■ Exercise data ■
********************

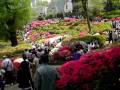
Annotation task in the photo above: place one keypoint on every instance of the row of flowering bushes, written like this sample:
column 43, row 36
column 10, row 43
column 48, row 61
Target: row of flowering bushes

********************

■ Task description ■
Recast every line of the items above as a JSON list of strings, one string per line, omitting blank lines and leaving the pictures out of the answer.

■ Response ■
[
  "Annotation task in the photo above: place one keypoint on every instance of the row of flowering bushes, written like this sample:",
  "column 43, row 36",
  "column 10, row 43",
  "column 48, row 61",
  "Target: row of flowering bushes"
]